▸ Excerpted text:
Adopt a realistic agenda and work schedule that is fair especially
for smaller delegations. The WTO should not take on a workload that
is too heavy for small developing countries to handle. Negotiations
should not be scheduled for too rapid a pace. There should not be
more than two meetings going on at the same time, to enable small
delegations to participate.
49.
Developing countries should not be subjected to economic and
political pressure. Developed countries should not use pressure (some
of which amounts to bullying and blackmail) on developing countries
to "pull them into line" with their positions. Nor should
they use trade preferences, bilateral aid, military aid, the
dependence of developing countries on loans from the international
financial institutions, as points of leverage to get the developing
countries to agree.
50.
Decisions should not be made until all Members are technically ready.
Decisions and agreements should not be made until and unless all
Members, especially the developing countries, are able to understand
the technicalities of the issues and the implications for their
economies and societies.
51.

▸ Raw records:
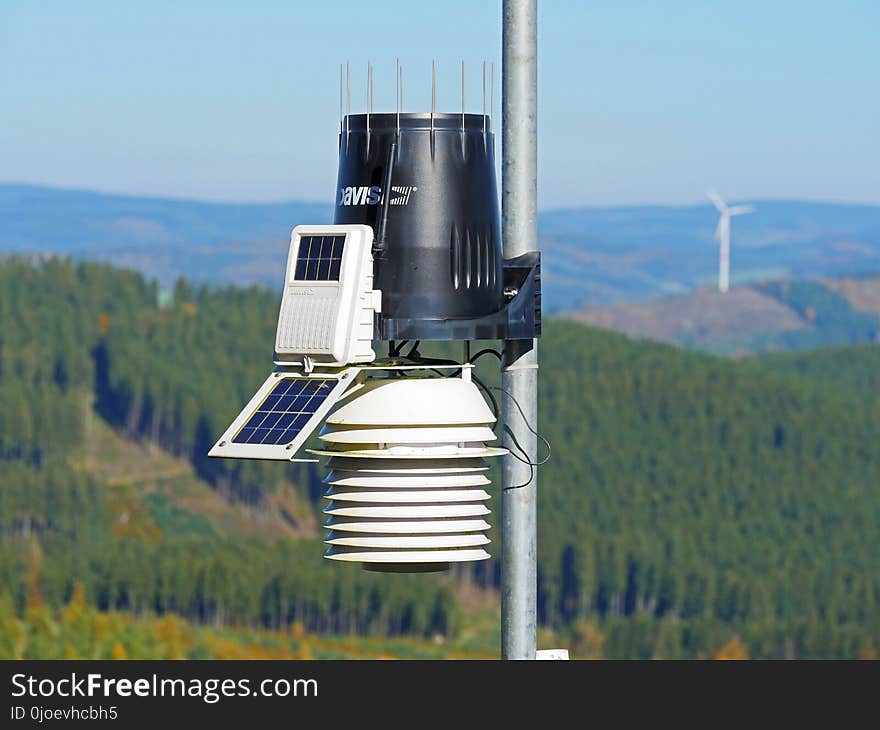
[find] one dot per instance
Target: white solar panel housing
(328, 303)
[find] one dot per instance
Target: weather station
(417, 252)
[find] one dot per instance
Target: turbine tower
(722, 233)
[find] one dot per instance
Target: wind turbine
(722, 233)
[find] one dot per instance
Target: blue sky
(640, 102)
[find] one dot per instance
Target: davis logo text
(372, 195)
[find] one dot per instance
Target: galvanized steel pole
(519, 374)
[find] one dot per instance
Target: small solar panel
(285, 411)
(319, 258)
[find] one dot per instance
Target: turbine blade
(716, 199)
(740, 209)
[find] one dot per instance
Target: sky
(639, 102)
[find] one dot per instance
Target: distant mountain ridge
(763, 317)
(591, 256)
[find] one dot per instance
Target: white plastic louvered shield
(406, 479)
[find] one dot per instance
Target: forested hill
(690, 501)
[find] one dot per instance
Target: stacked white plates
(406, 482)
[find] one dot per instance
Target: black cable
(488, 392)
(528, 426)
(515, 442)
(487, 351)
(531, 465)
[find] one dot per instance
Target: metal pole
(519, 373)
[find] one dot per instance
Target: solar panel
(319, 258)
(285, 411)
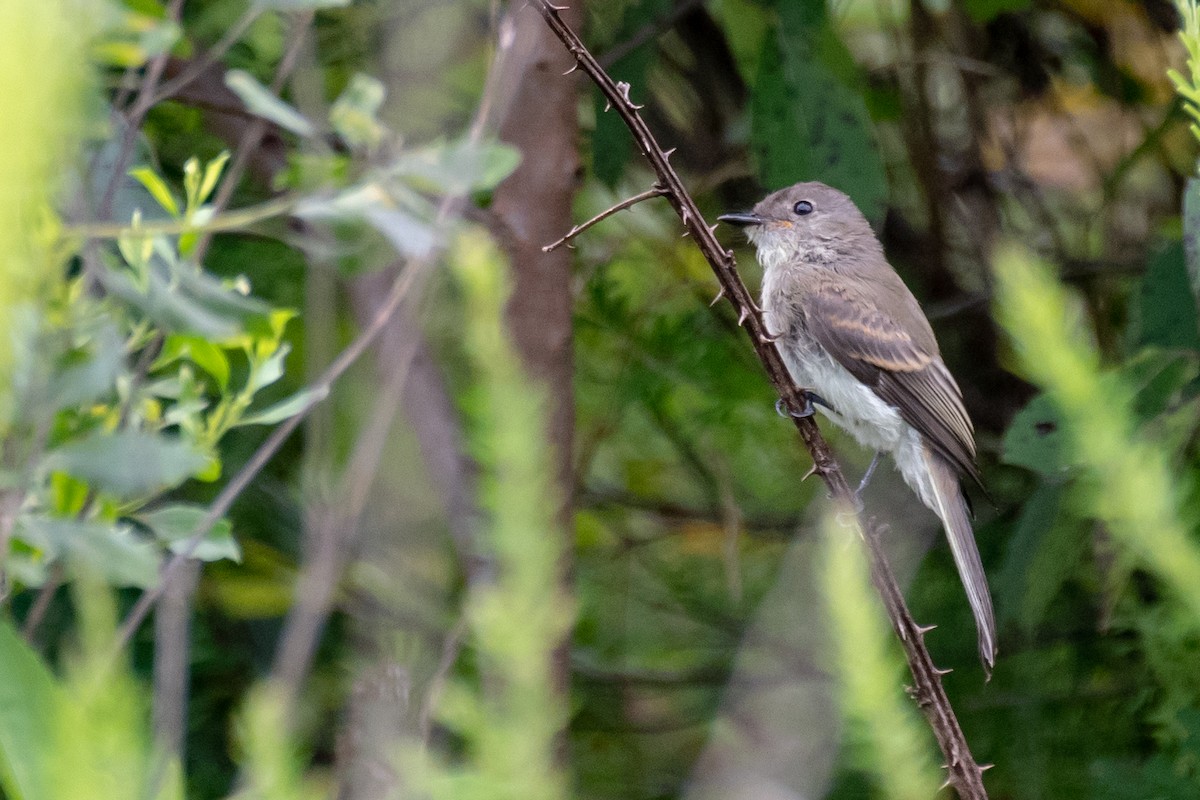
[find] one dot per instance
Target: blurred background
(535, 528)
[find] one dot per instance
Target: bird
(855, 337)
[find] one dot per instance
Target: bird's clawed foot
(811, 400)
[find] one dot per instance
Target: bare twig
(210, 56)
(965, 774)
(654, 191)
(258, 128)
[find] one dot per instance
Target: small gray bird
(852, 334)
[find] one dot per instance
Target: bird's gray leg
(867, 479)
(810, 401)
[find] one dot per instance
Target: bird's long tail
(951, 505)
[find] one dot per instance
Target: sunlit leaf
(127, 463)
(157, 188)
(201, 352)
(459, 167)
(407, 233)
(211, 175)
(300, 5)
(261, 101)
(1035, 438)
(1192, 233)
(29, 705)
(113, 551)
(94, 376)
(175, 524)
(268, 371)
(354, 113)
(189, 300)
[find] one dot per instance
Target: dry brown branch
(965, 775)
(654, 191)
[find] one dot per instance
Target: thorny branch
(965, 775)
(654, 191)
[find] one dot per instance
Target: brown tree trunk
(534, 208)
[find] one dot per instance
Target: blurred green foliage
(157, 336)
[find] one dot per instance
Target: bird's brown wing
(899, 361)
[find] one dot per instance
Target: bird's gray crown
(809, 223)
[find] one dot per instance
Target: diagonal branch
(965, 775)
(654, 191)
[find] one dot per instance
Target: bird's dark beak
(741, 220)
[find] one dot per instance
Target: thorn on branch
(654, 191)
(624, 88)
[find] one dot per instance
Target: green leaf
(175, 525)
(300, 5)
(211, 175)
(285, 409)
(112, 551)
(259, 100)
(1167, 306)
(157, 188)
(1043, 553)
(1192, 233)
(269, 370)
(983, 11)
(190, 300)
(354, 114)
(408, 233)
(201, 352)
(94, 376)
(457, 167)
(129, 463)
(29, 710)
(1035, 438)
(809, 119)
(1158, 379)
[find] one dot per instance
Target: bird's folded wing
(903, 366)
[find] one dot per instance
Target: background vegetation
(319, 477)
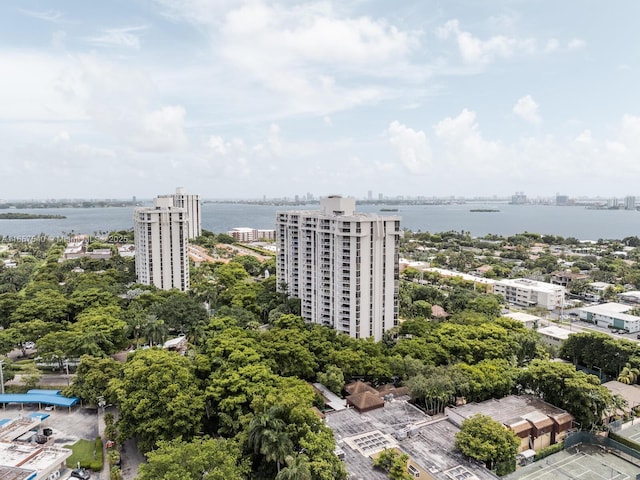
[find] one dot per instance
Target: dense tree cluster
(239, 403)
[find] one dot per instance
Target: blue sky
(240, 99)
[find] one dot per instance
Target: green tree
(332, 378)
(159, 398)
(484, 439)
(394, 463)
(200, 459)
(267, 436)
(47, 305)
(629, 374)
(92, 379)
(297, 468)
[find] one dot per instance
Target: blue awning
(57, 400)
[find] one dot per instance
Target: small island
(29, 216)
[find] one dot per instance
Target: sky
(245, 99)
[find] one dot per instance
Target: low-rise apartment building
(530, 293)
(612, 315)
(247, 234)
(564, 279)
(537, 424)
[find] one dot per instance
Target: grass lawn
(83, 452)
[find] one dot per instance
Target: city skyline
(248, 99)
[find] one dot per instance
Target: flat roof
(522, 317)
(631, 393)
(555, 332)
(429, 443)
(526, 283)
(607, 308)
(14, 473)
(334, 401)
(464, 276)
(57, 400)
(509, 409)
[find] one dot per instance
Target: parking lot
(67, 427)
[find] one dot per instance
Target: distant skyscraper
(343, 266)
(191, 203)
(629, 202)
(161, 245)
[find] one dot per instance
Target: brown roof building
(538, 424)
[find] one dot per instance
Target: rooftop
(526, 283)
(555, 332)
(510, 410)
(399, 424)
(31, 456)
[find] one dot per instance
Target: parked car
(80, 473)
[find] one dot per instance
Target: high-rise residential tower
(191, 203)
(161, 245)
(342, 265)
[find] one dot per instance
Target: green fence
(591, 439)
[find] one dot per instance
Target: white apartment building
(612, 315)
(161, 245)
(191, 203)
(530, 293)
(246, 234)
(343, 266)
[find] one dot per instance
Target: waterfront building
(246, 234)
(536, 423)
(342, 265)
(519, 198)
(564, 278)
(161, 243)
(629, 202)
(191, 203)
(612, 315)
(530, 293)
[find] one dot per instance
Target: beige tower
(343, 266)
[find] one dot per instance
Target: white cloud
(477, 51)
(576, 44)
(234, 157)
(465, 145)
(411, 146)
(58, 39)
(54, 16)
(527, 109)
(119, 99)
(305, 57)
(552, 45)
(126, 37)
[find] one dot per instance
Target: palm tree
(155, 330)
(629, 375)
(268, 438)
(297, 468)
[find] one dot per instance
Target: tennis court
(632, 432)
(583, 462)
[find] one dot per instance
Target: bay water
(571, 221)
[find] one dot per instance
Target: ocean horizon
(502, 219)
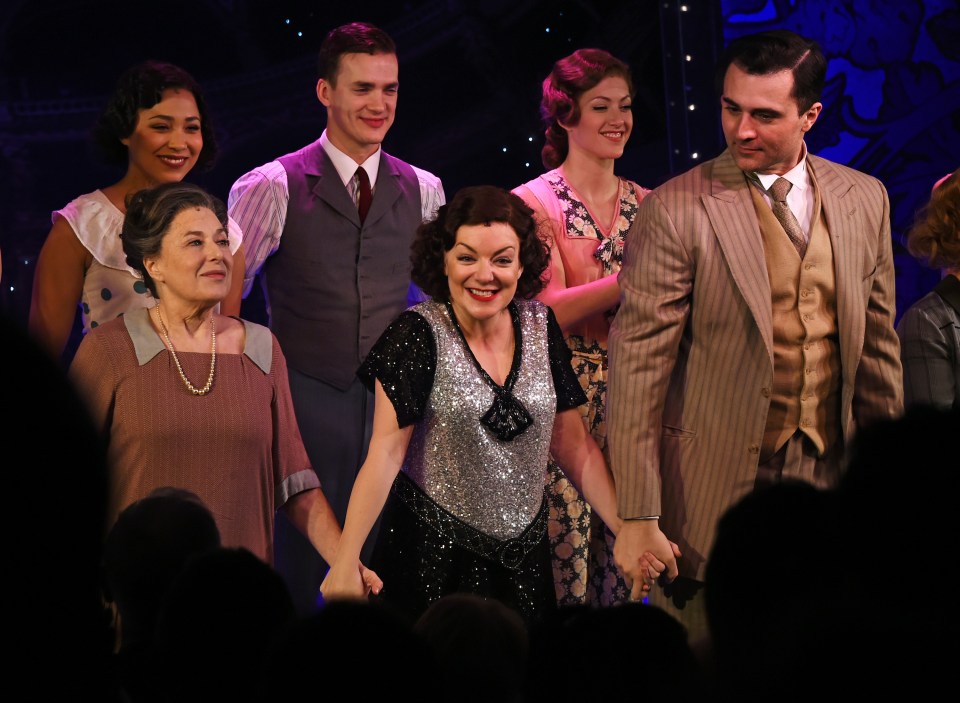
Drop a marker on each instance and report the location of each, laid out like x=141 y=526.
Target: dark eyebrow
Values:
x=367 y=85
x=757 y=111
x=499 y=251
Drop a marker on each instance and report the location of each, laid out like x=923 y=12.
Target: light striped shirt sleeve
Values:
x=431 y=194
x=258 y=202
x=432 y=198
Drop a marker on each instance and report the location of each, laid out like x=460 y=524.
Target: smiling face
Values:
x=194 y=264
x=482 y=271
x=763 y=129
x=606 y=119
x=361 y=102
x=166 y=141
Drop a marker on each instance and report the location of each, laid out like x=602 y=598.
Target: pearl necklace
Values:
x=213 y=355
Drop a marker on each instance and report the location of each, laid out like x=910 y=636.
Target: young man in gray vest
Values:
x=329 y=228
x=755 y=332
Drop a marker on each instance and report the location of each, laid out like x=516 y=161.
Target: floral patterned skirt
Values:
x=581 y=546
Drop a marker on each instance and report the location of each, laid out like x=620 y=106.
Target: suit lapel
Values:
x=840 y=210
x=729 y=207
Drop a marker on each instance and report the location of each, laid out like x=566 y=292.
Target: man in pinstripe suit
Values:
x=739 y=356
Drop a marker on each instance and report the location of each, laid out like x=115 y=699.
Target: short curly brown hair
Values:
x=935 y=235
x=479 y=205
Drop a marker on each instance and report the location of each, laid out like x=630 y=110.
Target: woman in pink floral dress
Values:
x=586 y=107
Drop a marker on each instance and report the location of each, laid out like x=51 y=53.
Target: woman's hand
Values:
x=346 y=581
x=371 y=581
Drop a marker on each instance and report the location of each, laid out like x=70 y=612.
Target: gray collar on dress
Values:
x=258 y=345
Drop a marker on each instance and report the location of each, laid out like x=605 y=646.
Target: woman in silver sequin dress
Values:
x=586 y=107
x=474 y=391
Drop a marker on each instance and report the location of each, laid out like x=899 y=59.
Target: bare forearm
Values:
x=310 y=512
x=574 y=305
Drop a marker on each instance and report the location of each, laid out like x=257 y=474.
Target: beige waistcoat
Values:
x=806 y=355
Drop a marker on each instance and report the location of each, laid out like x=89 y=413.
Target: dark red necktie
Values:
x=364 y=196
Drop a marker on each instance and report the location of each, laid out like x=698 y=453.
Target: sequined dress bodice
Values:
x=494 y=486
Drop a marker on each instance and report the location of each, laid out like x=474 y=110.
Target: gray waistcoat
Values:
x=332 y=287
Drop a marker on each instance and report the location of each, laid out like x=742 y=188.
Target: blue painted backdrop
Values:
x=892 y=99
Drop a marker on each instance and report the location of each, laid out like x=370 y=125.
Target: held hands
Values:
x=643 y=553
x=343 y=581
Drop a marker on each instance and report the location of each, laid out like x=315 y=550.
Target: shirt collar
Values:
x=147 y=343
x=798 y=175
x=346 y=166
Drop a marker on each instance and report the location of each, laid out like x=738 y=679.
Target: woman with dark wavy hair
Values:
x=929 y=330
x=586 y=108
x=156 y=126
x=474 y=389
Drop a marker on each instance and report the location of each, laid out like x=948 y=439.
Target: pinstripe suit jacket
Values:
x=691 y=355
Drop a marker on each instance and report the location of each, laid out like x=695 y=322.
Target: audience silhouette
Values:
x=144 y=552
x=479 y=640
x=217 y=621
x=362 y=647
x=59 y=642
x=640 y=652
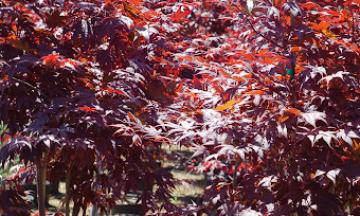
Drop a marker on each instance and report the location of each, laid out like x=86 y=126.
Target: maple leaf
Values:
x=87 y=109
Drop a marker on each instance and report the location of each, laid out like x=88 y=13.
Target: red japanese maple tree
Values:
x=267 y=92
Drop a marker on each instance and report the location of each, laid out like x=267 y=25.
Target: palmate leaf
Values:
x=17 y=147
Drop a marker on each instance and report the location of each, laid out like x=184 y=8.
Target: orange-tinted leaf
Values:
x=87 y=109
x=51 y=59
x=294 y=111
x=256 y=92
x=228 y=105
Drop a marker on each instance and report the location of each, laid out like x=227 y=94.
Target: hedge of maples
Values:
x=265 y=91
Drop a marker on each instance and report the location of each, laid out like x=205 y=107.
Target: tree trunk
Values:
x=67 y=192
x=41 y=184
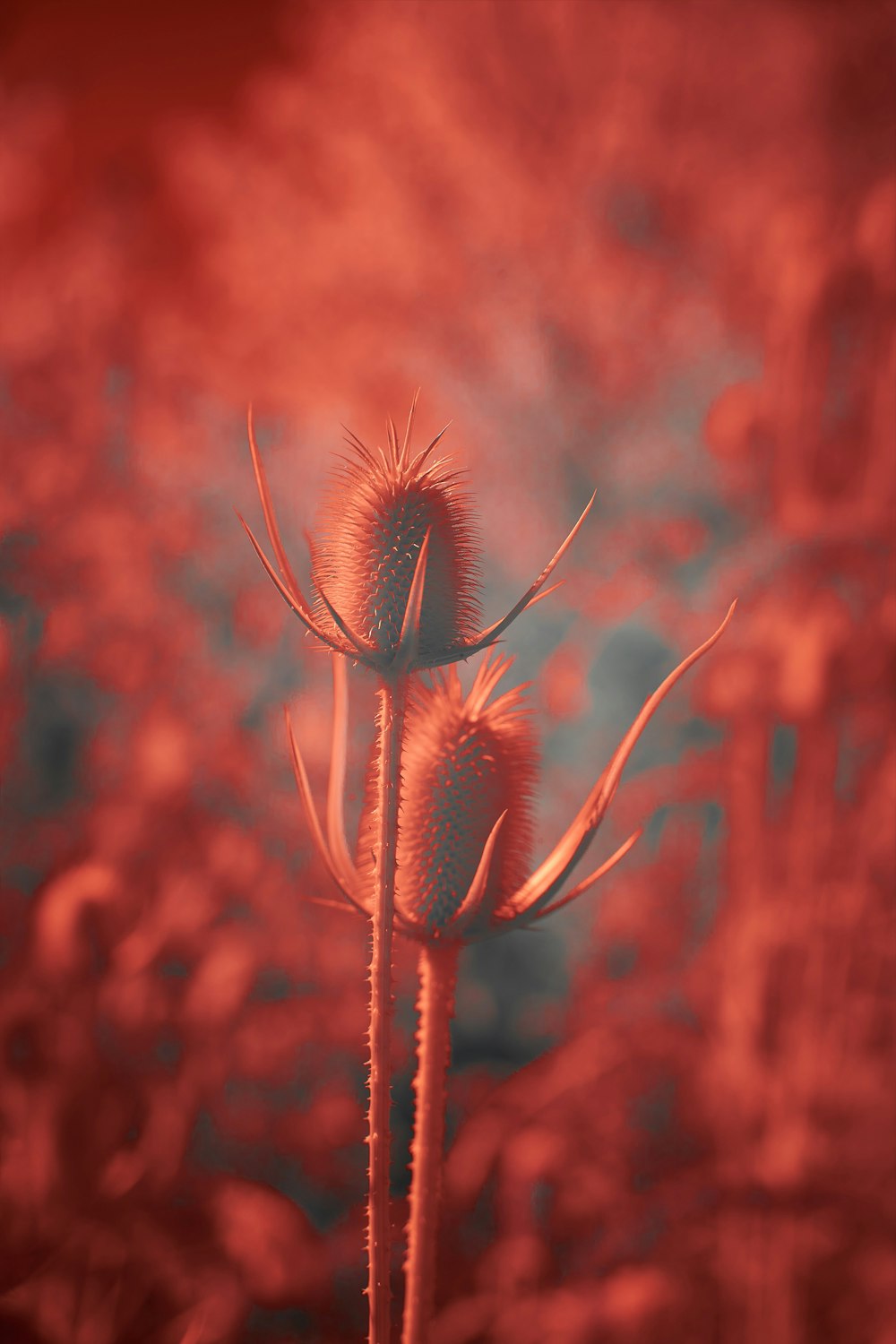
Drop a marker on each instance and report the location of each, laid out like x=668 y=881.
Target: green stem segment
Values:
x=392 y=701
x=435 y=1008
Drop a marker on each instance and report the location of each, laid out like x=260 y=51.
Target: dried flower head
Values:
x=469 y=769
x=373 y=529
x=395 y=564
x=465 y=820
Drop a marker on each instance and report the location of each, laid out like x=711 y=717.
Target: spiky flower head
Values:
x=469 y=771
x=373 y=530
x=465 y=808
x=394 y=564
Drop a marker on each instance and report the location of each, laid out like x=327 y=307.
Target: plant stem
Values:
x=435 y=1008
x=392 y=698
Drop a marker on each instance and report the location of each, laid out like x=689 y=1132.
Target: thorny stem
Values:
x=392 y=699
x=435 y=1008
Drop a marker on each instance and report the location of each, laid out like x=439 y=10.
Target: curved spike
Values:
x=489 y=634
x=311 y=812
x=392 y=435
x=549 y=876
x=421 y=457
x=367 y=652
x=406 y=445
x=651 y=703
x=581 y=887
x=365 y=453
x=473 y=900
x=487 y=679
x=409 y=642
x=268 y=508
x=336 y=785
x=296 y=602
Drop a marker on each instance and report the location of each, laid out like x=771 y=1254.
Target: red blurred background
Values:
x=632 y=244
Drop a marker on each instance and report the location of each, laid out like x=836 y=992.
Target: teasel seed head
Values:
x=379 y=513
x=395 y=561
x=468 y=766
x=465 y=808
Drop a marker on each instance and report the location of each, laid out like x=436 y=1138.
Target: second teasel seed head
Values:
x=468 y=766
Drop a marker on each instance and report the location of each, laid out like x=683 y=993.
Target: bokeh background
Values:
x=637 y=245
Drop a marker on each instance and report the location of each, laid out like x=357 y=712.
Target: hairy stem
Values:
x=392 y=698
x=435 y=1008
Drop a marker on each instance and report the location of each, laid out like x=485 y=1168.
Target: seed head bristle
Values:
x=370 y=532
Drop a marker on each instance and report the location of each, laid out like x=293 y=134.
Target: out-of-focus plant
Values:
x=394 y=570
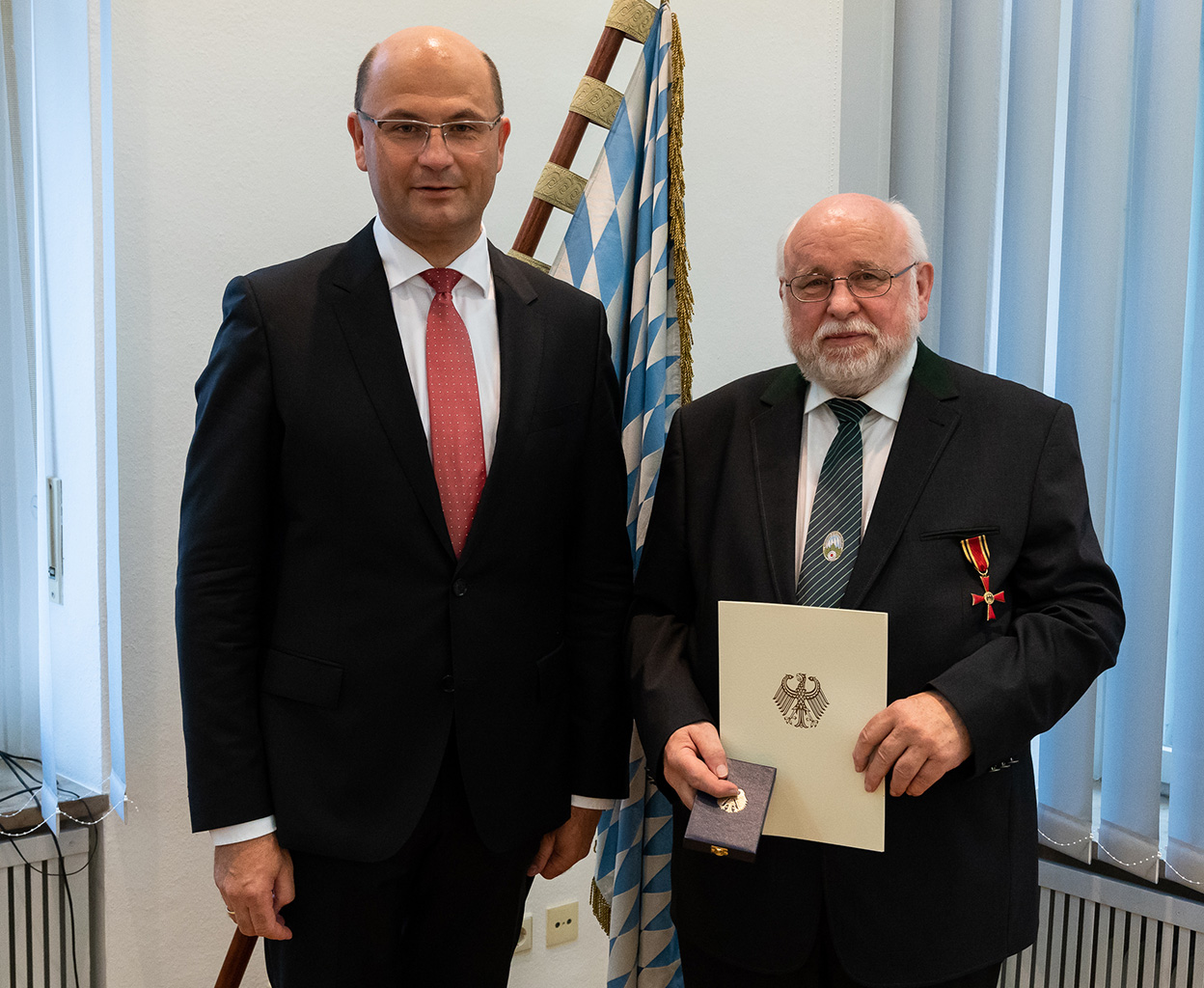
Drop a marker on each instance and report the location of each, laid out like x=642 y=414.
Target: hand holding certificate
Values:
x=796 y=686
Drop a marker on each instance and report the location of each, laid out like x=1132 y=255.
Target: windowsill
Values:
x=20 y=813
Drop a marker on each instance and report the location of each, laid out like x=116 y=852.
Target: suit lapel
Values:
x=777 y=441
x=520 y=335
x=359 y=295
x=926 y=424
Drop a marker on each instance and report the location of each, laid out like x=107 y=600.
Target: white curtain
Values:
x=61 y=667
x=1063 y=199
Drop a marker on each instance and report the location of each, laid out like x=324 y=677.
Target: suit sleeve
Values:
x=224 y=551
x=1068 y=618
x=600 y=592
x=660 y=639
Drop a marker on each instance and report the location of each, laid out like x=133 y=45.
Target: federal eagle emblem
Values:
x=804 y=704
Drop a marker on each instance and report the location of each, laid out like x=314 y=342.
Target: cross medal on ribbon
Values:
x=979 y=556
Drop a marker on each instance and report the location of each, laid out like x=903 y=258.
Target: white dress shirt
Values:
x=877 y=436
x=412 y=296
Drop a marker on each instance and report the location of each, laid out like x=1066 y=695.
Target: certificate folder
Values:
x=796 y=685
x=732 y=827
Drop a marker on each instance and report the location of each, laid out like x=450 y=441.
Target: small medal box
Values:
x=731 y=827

▸ Set task: Copy out the entire passage on WTO negotiations and developing countries word for word. The items play no part in this work.

▸ Task response:
Adopt a realistic agenda and work schedule that is fair especially
for smaller delegations. The WTO should not take on a workload that
is too heavy for small developing countries to handle. Negotiations
should not be scheduled for too rapid a pace. There should not be
more than two meetings going on at the same time, to enable small
delegations to participate.
49.
Developing countries should not be subjected to economic and
political pressure. Developed countries should not use pressure (some
of which amounts to bullying and blackmail) on developing countries
to "pull them into line" with their positions. Nor should
they use trade preferences, bilateral aid, military aid, the
dependence of developing countries on loans from the international
financial institutions, as points of leverage to get the developing
countries to agree.
50.
Decisions should not be made until all Members are technically ready.
Decisions and agreements should not be made until and unless all
Members, especially the developing countries, are able to understand
the technicalities of the issues and the implications for their
economies and societies.
51.